── RECORDS FOR THIS EXERCISE ──
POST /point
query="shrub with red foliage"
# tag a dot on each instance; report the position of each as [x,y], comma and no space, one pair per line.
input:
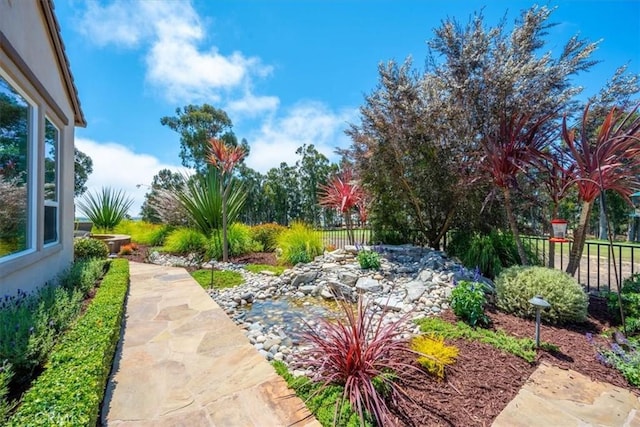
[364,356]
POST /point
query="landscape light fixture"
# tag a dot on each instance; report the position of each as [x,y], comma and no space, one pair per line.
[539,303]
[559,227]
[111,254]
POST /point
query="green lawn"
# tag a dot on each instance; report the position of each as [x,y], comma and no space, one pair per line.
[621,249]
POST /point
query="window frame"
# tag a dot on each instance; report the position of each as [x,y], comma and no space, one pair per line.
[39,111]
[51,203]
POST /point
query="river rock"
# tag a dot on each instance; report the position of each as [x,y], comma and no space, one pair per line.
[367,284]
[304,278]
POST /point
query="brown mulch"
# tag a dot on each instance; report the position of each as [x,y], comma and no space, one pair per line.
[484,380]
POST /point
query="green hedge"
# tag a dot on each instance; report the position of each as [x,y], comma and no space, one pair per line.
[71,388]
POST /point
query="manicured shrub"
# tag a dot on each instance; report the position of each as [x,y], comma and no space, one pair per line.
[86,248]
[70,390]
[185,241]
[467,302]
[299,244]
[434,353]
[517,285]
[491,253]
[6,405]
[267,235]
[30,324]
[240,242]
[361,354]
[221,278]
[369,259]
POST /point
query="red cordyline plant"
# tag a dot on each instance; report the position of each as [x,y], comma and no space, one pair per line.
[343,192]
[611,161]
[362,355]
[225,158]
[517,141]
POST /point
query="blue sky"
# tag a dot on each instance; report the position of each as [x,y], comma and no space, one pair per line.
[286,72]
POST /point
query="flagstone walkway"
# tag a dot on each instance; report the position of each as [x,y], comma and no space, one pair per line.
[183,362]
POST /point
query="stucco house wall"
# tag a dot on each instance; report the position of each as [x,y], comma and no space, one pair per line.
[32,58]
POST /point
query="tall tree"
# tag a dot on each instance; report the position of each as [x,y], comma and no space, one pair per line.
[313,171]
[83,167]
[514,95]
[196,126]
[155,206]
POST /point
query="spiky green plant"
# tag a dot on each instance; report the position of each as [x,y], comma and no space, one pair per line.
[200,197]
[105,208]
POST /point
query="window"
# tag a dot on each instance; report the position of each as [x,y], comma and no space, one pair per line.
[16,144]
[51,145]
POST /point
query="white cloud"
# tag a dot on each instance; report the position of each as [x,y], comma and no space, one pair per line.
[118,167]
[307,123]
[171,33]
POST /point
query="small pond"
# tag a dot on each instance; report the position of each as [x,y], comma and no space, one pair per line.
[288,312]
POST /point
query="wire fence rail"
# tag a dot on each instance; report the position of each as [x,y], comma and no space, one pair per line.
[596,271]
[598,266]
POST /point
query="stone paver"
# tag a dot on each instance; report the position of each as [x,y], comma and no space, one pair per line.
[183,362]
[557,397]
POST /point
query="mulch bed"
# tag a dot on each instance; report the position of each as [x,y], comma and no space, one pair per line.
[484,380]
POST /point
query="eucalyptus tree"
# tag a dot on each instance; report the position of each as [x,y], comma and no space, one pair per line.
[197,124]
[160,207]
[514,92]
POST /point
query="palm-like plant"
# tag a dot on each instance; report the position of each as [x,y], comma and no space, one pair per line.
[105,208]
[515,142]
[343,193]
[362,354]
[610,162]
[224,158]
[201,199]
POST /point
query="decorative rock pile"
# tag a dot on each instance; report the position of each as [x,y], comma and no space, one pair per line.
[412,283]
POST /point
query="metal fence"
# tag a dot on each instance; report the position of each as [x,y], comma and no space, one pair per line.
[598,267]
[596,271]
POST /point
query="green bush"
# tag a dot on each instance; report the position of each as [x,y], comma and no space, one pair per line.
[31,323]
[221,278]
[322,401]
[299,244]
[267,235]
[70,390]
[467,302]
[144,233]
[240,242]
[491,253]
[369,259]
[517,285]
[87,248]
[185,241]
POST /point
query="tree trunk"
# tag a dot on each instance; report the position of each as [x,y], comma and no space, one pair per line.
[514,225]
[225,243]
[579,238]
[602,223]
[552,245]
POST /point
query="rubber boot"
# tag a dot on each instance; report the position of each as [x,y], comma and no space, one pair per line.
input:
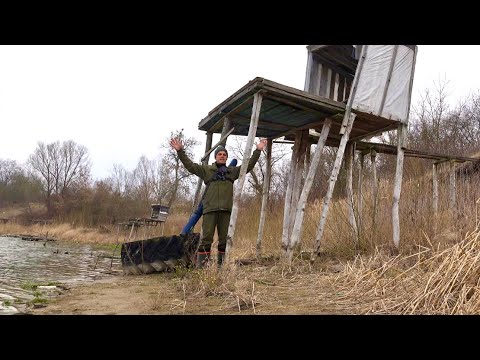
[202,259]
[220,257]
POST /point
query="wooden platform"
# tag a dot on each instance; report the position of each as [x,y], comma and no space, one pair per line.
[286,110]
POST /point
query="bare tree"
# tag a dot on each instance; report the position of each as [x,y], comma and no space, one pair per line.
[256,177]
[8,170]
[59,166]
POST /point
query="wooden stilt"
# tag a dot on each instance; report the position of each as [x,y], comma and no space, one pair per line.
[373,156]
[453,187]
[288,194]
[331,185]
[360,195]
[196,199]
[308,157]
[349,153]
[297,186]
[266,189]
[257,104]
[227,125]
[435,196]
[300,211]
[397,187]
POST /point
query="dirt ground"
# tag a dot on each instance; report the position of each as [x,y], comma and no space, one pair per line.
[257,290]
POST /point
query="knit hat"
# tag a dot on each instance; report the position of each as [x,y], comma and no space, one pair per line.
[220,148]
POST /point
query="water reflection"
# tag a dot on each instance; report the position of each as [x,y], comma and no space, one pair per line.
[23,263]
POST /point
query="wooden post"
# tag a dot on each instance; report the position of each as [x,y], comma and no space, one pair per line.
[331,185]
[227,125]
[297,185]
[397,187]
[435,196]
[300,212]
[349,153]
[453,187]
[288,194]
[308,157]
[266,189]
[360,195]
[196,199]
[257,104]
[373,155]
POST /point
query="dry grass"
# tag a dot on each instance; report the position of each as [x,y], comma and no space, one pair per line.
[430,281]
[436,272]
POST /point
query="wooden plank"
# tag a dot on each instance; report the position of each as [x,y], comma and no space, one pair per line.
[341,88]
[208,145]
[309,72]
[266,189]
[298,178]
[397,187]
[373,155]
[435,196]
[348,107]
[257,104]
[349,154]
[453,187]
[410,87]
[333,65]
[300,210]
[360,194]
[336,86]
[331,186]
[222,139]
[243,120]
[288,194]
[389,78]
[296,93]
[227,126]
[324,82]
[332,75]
───
WRITTEN TASK: Extract every line of the data exactly; pictures stay out.

TASK OUTPUT:
POST /point
query="shrub with red foliage"
# tag a dot on each instance; report the position of each as [x,y], comma and no space, one pair per line.
input:
[364,356]
POST /point
query="landscape light fixture"
# tag a dot on each instance; report the position of each as [x,y], comma and no space, one pair per line.
[539,303]
[559,227]
[111,254]
POST /point
query="green lawn"
# tag a dot on each instance; report the position of each as [x,y], comma and no space, one pair per line.
[621,249]
POST /point
query="window frame"
# tag a dot on each instance; report the position of each as [x,y], comma and no space, one pair per line.
[39,111]
[51,203]
POST /point
query="river rock"
# tag a dot on each instance; report the position of each as [x,y], comma and no space, one pair per line.
[367,284]
[304,278]
POST /point
query="brown mulch"
# tag a dot on each instance; report the position of each as [x,y], comma and no space, one pair per line.
[484,380]
POST /point
query="green hedge"
# tag a dot on each instance; report the position of each as [x,y], comma and no space, one pair per line.
[71,388]
POST /point
query="manicured shrub"
# tag a dot on each instance; report the position of each as [x,y], comma and no space, one pair per line.
[86,248]
[70,390]
[185,241]
[467,302]
[299,244]
[434,353]
[517,285]
[491,253]
[6,405]
[267,235]
[30,324]
[240,242]
[361,354]
[221,278]
[369,259]
POST /point
query="red cordyline plant"
# tag a dot on each instance; report the position of each as [x,y], comma and no space, one pair per line.
[343,192]
[611,161]
[362,355]
[225,158]
[517,141]
POST /point
query="blue sky"
# tag a dot on each instance; report the position of each as [x,y], comma and no space, one pair per line.
[286,72]
POST /point
query="flagstone walkway"
# tag a dot on each instance; report the position of each as [x,y], comma and no space, one pair per line.
[183,362]
POST /point
query="stucco house wall"
# tag a dot on each instance; report the position of each as [x,y], comma and no space, one pair per line.
[32,58]
POST /point
query="tall tree"
# tag a dot on each instance; report the position of each as [x,y], comma and no space, one pair per line.
[313,171]
[83,167]
[514,95]
[196,126]
[155,206]
POST /point
query="spiky green plant"
# tag a dot on each instance; report the position of each as [x,y], comma and no space, one pair per line.
[200,197]
[105,208]
POST /point
query="window"
# tag a dot on each instance; report the position of each as [x,y], comma and no space, one pair per line.
[16,144]
[51,145]
POST /point
query="white cloud"
# tag a dot on each instance; report the position of each as [x,y], comma and no space, one pair per line.
[118,167]
[307,123]
[171,33]
POST /point
query="small pond"
# tag a dot on each instance; report the position of each as [x,y], comma and no space, one pair per line.
[288,312]
POST /point
query="wire fence rail"
# tag a dot on each instance; report the position of each as [x,y], comma and no space, one pair per line.
[596,271]
[598,266]
POST /point
query="stone paver"
# tag a dot on each instance; report the position of each as [x,y], comma and no space, one pair per line.
[183,362]
[557,397]
POST /point
query="mulch bed"
# tag a dot on each instance; report the position of each as [x,y], comma and no space, one pair per line.
[484,380]
POST /point
query="eucalyptus tree"
# tag a dot on each instance; report the position of each as [x,y], comma and no space, one pair per line.
[197,124]
[160,207]
[514,92]
POST /point
query="palm-like plant"
# tag a dot on each instance; report the position of each as [x,y], comma and no space, one pair per line.
[105,208]
[515,142]
[343,193]
[362,354]
[610,162]
[224,158]
[201,199]
POST /point
query="decorative rock pile"
# tag a dot on each instance; report the position of each as [x,y], comma and no space, one pair per line.
[412,283]
POST /point
query="metal fence"
# tag a dot on each instance; report the position of each as [x,y], comma and no space, one pair per line.
[598,267]
[596,271]
POST /point
query="green bush"
# tag a dot on each instance; report the position of each as [x,y], comma and no space, one pair per line.
[31,323]
[221,278]
[322,401]
[299,244]
[267,235]
[70,390]
[467,302]
[144,233]
[240,242]
[491,253]
[369,259]
[517,285]
[87,248]
[185,241]
POST /point
query="tree trunk"
# tag a dot on each instance; report the position of each as [x,y], comma and no space, one pair per line.
[514,225]
[225,243]
[579,238]
[602,223]
[552,245]
POST /point
query="rubber boot"
# tag a dot on each instance; report the position of each as [x,y], comma and no space, one pair per line.
input:
[202,259]
[220,257]
POST /point
query="wooden platform"
# tag a dot on each instance; report the position of each as [x,y], comma and no space, one pair per line.
[286,110]
POST /point
query="bare tree"
# tag a dot on each instance; report the position of each as [x,y], comma and no space, one pair per line.
[256,177]
[8,170]
[59,166]
POST /point
query="wooden stilt"
# tag a dot on each instance; report the position of each as [x,y], comma and no space, one pair per line.
[373,156]
[453,187]
[288,194]
[331,185]
[360,195]
[196,199]
[308,157]
[349,153]
[297,186]
[266,189]
[257,104]
[227,125]
[435,196]
[300,211]
[397,187]
POST /point
query="dirt ground"
# tag a dot on each instance; report the position of each as [x,y], comma and no space, one pair per line.
[257,290]
POST /point
query="knit hat"
# tag a dot on each instance; report the position of each as [x,y], comma and no space, one pair per line.
[220,148]
POST /point
query="water reflection"
# tag a dot on each instance; report the position of each as [x,y], comma and no space, one pair per line.
[23,263]
POST /point
query="wooden post"
# tag a dot on each instance; report the position of each as [x,y], comma and no space, one pair per line.
[331,185]
[227,125]
[297,185]
[397,187]
[435,196]
[300,212]
[349,153]
[453,187]
[288,194]
[308,157]
[266,189]
[360,195]
[196,199]
[257,104]
[373,155]
POST /point
query="dry grass"
# tag a dot on each instance; report the position of each as [x,y], comma and no space, one pair per line.
[430,281]
[436,272]
POST /point
query="wooden plank"
# tag a dot on each instance; report the position of each as [x,y], comma and no space, one pair per line.
[341,88]
[208,145]
[309,72]
[266,189]
[298,178]
[397,187]
[373,155]
[435,196]
[348,107]
[257,104]
[349,154]
[453,187]
[410,87]
[333,65]
[300,210]
[360,194]
[336,86]
[331,186]
[222,139]
[243,120]
[288,194]
[389,78]
[296,93]
[227,126]
[324,82]
[332,75]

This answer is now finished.